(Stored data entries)
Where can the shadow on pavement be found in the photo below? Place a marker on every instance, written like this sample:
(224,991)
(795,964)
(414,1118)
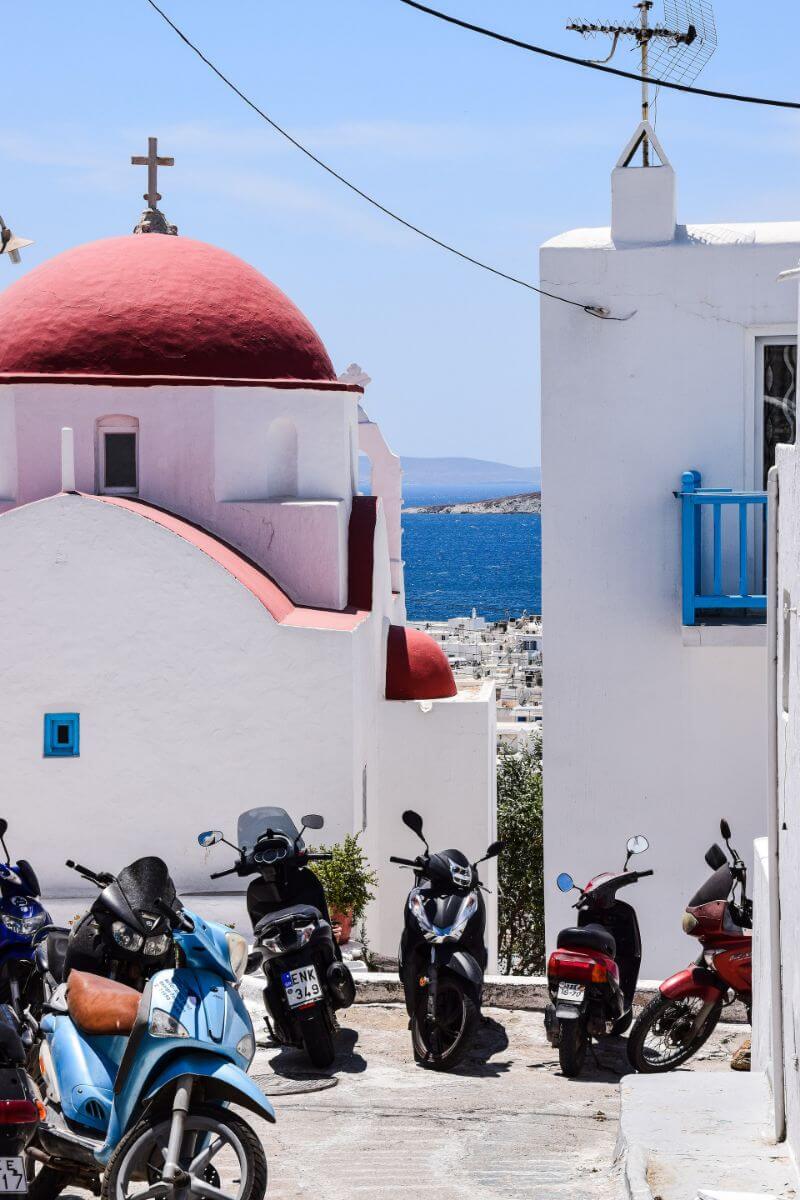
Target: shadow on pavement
(491,1039)
(295,1065)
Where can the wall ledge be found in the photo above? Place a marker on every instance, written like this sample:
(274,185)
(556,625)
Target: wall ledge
(725,635)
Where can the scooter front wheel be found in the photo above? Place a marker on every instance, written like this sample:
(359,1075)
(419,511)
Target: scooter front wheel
(220,1157)
(573,1044)
(667,1033)
(443,1042)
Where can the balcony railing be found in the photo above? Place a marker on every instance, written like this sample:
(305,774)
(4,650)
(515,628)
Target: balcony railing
(722,570)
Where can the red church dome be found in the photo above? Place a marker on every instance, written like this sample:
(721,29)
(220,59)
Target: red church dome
(416,666)
(152,305)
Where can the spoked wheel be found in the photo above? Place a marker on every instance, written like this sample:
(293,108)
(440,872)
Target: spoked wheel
(221,1158)
(443,1042)
(668,1032)
(573,1044)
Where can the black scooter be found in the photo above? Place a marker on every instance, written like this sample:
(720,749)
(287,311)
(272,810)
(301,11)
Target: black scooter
(443,951)
(306,979)
(593,973)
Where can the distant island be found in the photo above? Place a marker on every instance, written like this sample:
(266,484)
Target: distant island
(525,502)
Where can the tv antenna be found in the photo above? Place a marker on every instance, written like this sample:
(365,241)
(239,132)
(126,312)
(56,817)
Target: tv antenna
(677,49)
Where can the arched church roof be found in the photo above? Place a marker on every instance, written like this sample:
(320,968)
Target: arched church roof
(150,307)
(416,666)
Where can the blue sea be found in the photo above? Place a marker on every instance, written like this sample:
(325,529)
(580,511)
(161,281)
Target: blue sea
(455,563)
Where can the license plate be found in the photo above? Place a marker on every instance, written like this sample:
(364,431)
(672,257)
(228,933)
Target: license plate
(12,1175)
(301,987)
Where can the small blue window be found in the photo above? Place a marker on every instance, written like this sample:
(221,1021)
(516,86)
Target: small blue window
(61,735)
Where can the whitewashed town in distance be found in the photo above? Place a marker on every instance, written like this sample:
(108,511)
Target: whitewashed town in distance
(510,653)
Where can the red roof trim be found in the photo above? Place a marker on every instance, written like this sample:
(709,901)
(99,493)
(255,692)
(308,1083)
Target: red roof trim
(276,601)
(178,382)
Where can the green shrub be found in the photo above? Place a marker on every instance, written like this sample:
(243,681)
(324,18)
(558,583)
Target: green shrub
(347,879)
(521,933)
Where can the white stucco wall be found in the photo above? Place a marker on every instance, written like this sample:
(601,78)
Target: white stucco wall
(762,1035)
(204,453)
(647,732)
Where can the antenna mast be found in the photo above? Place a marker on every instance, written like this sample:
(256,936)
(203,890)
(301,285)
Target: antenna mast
(679,48)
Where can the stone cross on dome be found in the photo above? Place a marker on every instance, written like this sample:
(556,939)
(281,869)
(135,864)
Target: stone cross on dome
(152,220)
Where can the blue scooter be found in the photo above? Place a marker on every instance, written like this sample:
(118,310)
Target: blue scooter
(22,918)
(139,1085)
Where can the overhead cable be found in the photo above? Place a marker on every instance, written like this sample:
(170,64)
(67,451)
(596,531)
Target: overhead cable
(597,66)
(593,310)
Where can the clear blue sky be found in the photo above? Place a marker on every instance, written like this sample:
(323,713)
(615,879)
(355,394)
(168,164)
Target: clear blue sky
(481,144)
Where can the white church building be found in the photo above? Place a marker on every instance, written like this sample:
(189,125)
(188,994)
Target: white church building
(198,612)
(659,427)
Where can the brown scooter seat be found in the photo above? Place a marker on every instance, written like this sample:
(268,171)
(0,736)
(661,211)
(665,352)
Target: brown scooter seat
(101,1006)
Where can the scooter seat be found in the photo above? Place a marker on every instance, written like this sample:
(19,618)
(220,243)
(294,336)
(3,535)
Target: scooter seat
(101,1006)
(295,912)
(589,937)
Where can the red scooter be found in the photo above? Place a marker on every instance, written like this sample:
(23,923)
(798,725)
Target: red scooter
(681,1018)
(593,975)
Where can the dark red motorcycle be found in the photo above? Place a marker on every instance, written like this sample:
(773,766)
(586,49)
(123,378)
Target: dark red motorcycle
(594,972)
(684,1014)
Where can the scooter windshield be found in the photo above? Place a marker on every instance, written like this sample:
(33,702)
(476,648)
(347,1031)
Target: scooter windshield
(145,881)
(717,887)
(254,823)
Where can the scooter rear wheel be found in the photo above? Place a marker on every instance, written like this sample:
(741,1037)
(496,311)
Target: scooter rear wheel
(573,1044)
(662,1038)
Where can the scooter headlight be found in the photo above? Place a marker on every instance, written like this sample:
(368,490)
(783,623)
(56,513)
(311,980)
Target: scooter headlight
(156,946)
(164,1025)
(238,952)
(25,925)
(126,937)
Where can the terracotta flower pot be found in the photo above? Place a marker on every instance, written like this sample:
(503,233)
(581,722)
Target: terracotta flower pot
(342,924)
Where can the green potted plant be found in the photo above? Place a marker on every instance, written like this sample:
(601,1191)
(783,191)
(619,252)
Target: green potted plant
(348,881)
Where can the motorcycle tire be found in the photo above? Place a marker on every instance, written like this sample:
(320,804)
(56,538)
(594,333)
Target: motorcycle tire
(660,1012)
(573,1044)
(47,1183)
(623,1025)
(318,1041)
(433,1051)
(145,1137)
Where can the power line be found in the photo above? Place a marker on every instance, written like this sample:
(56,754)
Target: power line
(593,310)
(597,66)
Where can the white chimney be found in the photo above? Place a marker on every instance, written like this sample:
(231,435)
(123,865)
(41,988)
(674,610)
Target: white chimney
(644,208)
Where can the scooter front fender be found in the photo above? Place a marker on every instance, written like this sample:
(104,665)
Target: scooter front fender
(222,1081)
(693,982)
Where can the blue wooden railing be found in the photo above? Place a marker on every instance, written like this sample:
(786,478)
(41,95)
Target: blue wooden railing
(735,555)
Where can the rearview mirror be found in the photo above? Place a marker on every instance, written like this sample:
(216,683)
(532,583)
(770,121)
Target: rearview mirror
(715,857)
(414,821)
(210,838)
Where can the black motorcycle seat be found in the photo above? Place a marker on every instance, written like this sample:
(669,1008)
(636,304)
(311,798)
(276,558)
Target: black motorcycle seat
(295,912)
(589,937)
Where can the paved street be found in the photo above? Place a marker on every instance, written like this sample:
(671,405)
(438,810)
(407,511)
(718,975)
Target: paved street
(506,1126)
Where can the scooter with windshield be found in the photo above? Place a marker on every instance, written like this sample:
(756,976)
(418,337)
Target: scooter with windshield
(686,1011)
(593,973)
(443,951)
(139,1085)
(306,979)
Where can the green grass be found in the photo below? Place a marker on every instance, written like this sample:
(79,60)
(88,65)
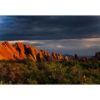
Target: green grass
(27,72)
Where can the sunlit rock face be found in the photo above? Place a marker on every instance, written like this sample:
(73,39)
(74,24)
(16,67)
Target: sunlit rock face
(20,51)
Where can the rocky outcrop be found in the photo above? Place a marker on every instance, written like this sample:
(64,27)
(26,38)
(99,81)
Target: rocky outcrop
(20,51)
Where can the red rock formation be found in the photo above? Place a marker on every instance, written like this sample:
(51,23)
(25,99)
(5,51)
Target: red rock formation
(20,48)
(20,51)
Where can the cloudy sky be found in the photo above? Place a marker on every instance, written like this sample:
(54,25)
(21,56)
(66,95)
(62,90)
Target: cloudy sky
(66,34)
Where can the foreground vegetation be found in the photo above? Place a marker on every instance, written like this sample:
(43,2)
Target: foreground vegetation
(27,72)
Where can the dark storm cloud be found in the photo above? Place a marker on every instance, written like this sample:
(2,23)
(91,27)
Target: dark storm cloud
(48,27)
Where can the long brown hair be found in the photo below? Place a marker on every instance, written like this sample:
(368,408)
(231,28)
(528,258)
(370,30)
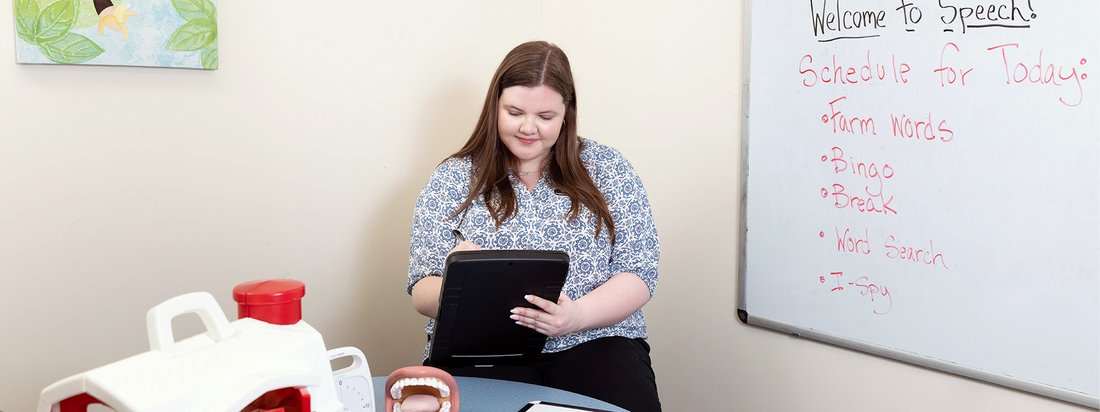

• **REQUIREMENT**
Go through the records line by line, and copy each line that holds the string "below".

• **RESPONSE TO THIS TASK**
Where can the shadow on pavement be found in the photo below? Place a marker on every instance, written like this sample:
Where can the green grass be found in the photo below? Place a marker on every instance, written like this sample:
Where can the long brown hair be found in the photo below? Place a marker on every instance, written like this sample:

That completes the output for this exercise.